Problem requirements >> Report each line in the data below that contains the word "palm", and copy every such line in full.

A block of data:
-- -- --
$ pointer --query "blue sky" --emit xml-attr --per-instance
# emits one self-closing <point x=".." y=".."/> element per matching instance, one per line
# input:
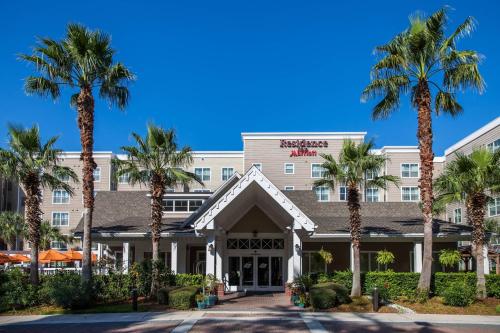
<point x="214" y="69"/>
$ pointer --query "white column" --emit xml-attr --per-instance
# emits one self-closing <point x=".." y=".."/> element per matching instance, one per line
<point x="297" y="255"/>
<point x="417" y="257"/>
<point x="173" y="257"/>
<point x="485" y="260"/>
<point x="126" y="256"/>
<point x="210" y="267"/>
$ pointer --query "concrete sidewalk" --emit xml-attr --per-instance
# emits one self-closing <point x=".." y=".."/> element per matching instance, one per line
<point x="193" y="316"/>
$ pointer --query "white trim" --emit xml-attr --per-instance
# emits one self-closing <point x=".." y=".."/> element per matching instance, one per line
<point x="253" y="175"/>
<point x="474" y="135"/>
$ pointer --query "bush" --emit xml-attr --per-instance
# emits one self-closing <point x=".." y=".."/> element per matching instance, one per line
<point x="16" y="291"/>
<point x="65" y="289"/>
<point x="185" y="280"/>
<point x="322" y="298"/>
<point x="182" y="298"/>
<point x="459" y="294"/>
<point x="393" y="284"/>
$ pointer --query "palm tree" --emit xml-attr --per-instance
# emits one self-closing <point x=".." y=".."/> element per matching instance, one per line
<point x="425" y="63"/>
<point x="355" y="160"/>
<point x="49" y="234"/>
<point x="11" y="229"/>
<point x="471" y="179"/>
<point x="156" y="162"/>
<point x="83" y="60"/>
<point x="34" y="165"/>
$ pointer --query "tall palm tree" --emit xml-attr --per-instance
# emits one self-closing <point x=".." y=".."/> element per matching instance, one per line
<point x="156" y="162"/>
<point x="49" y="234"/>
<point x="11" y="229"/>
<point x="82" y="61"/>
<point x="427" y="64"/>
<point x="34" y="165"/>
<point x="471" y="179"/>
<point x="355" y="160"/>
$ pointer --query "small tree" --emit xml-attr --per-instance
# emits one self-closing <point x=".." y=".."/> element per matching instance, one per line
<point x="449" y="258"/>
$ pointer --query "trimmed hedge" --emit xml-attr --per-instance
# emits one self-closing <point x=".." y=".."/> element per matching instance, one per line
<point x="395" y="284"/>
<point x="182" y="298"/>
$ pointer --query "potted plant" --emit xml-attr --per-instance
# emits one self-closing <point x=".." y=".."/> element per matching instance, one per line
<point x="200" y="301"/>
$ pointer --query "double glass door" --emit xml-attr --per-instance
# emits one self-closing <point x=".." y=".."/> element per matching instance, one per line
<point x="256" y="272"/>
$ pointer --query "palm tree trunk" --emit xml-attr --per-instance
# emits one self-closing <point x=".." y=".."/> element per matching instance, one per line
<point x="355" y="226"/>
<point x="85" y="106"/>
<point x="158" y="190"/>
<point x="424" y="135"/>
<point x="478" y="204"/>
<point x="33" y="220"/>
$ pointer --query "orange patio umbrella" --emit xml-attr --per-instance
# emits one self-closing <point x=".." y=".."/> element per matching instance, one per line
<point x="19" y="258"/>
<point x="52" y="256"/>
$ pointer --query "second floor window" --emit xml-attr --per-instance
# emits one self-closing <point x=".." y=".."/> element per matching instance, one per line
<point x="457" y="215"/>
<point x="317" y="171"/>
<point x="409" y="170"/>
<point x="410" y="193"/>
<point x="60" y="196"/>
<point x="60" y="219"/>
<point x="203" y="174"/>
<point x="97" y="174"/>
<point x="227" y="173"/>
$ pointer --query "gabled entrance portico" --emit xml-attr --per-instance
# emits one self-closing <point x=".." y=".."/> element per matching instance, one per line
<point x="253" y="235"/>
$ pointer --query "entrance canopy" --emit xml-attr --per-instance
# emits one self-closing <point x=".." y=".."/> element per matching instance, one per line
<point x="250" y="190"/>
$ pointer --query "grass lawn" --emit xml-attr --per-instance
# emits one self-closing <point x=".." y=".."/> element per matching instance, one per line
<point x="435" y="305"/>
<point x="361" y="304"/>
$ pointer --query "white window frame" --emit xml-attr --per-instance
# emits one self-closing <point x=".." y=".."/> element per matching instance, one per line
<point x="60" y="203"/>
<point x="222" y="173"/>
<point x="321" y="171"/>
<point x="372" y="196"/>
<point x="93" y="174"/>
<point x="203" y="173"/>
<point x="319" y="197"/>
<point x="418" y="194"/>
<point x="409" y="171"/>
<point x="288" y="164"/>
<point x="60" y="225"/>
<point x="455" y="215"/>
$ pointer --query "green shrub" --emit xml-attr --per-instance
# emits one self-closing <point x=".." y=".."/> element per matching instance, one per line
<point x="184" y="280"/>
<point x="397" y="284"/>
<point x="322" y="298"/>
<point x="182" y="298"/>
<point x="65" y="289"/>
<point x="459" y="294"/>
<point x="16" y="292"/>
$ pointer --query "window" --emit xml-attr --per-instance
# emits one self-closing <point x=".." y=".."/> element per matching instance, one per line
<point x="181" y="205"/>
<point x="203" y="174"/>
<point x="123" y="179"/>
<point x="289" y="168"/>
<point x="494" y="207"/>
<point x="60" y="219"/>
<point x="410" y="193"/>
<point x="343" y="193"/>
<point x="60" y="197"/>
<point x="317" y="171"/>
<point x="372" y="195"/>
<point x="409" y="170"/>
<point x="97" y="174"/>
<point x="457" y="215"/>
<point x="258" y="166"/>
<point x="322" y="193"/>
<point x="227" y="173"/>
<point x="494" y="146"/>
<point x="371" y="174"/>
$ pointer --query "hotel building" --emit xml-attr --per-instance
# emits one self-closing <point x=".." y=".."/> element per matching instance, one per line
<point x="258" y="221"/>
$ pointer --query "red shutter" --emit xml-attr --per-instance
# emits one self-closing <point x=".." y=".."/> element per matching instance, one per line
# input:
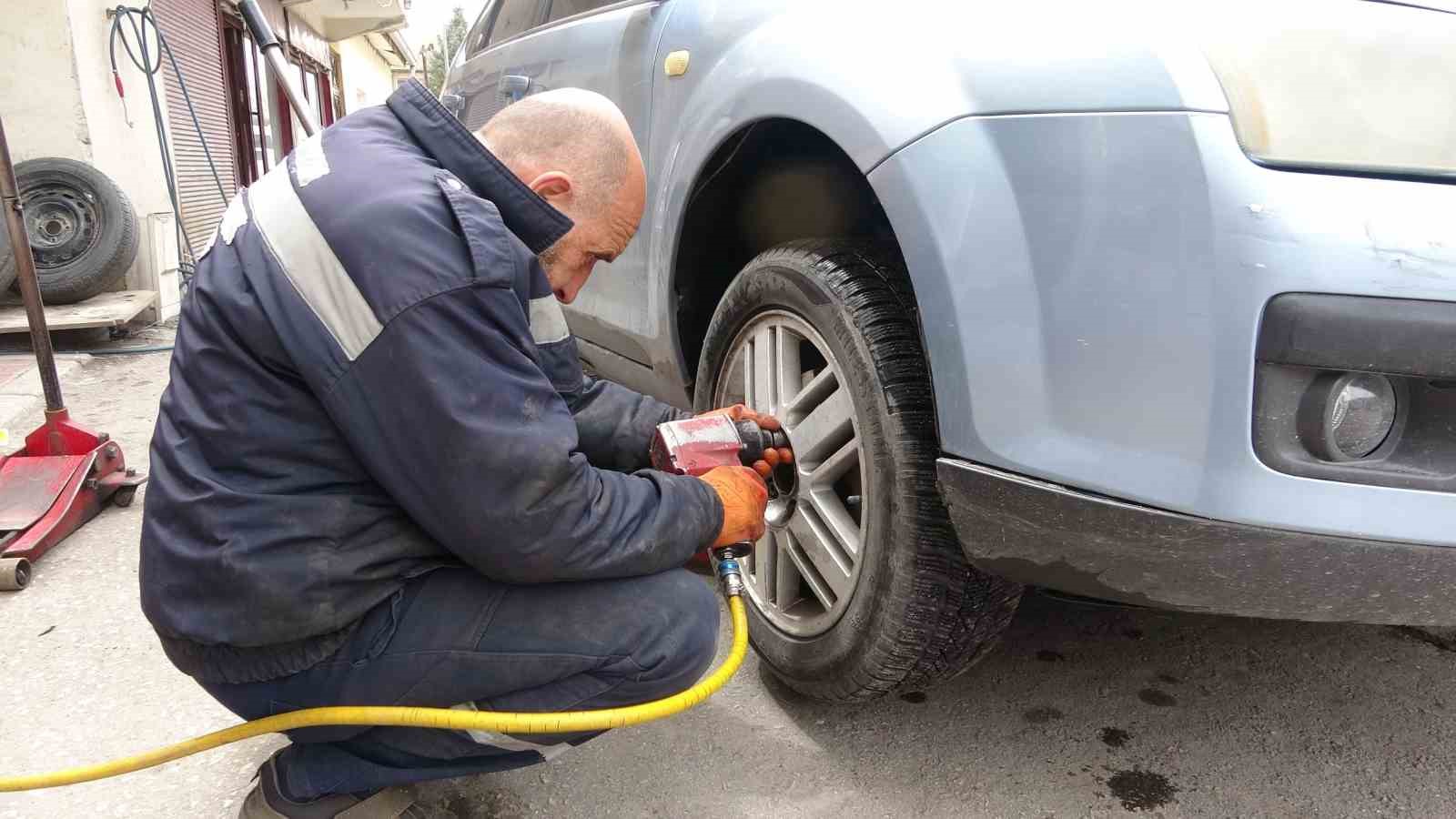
-- -- --
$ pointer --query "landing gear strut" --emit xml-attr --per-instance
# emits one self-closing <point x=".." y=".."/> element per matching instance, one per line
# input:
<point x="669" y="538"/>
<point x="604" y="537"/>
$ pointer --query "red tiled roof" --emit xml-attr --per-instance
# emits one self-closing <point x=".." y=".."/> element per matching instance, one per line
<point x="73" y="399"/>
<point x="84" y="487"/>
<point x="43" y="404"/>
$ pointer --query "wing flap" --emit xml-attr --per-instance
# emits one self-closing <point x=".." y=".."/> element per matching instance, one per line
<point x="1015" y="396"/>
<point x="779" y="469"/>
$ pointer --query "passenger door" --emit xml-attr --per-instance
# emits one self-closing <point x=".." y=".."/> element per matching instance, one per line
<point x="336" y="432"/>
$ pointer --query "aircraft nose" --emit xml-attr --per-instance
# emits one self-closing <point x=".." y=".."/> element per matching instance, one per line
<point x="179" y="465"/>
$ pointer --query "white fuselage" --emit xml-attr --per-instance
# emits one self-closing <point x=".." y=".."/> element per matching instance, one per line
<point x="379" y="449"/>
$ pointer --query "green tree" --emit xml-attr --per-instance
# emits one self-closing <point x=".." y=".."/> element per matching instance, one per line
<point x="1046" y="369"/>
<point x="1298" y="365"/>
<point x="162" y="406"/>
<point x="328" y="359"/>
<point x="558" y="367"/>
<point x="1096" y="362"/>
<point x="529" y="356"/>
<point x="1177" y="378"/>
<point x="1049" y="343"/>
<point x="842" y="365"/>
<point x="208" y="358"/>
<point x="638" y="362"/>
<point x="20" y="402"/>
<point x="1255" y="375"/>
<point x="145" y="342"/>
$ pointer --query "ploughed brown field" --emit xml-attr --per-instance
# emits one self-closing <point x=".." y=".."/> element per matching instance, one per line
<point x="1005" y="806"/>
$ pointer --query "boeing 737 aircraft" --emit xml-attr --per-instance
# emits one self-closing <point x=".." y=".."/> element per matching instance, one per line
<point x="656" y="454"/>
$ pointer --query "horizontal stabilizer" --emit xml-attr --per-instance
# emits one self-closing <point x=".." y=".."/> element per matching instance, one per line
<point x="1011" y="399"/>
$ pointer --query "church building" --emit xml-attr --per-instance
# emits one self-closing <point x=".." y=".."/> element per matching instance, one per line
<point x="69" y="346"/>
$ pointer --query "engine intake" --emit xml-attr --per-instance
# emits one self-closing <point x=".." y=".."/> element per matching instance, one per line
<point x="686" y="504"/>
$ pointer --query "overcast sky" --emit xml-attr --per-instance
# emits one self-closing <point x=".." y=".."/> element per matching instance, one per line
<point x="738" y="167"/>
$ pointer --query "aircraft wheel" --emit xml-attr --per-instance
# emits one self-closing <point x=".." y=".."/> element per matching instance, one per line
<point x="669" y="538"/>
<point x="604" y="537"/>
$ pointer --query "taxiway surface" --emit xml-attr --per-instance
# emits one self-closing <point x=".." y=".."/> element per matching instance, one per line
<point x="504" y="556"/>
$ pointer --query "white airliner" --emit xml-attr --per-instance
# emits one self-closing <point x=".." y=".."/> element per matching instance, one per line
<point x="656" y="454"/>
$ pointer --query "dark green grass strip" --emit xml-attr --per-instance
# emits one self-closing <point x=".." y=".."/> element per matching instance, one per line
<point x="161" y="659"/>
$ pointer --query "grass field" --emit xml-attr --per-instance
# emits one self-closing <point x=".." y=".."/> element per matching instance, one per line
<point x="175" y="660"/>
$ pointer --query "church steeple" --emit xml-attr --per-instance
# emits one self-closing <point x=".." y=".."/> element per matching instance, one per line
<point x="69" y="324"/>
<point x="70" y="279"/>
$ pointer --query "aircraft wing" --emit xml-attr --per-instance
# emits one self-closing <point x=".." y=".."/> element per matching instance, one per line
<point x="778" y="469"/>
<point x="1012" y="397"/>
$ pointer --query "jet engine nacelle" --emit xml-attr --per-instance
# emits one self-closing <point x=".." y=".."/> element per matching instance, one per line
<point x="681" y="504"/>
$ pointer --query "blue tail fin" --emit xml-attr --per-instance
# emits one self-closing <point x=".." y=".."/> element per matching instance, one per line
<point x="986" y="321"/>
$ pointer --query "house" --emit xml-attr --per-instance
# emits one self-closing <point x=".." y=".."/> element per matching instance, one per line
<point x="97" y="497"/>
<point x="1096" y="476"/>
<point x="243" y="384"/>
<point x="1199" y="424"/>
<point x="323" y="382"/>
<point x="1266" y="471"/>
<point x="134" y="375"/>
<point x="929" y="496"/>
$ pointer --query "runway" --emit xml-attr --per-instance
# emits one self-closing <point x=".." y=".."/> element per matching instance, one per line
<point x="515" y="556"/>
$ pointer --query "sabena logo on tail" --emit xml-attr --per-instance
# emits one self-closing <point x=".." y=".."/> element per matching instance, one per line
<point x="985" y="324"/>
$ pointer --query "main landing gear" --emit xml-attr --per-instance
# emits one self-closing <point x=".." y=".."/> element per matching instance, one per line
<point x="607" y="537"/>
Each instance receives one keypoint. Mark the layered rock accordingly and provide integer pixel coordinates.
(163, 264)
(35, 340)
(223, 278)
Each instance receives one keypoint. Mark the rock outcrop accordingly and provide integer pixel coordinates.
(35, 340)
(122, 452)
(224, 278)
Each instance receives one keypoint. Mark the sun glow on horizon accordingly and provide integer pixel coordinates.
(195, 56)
-- -- --
Correct result >>
$ pointer --query "palm tree" --emit xml-attr --per-instance
$ pointer --query "tall palm tree" --emit xml-attr --per-instance
$ pointer --query "palm tree trunk" --emit xml-attr --per-instance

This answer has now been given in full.